= Work instructions =
Add 83 to every x and y coordinate in the answers below, then give all the lines again, requests included, without the pictures.

[Excerpts of pointing data]
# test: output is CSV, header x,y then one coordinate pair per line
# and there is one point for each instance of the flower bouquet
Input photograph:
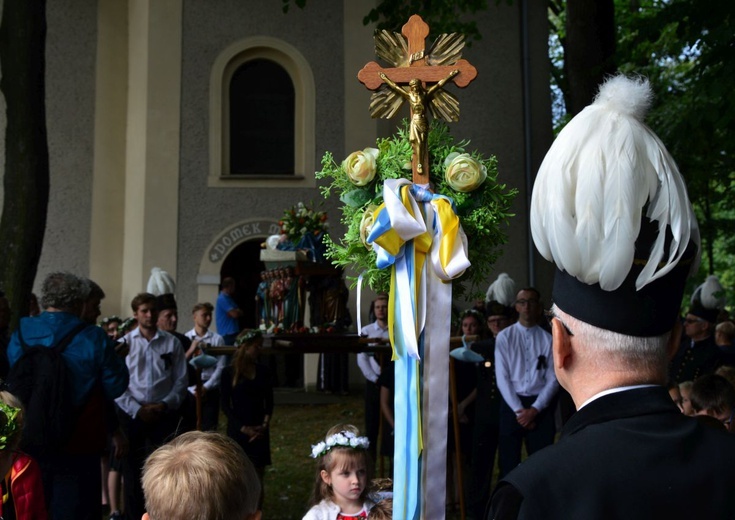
x,y
466,177
304,228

= Finished exercise =
# test: output is CSV, header x,y then one coordinate pair per line
# and there is one point for each instance of the flower bouquet
Input photograph:
x,y
549,260
387,311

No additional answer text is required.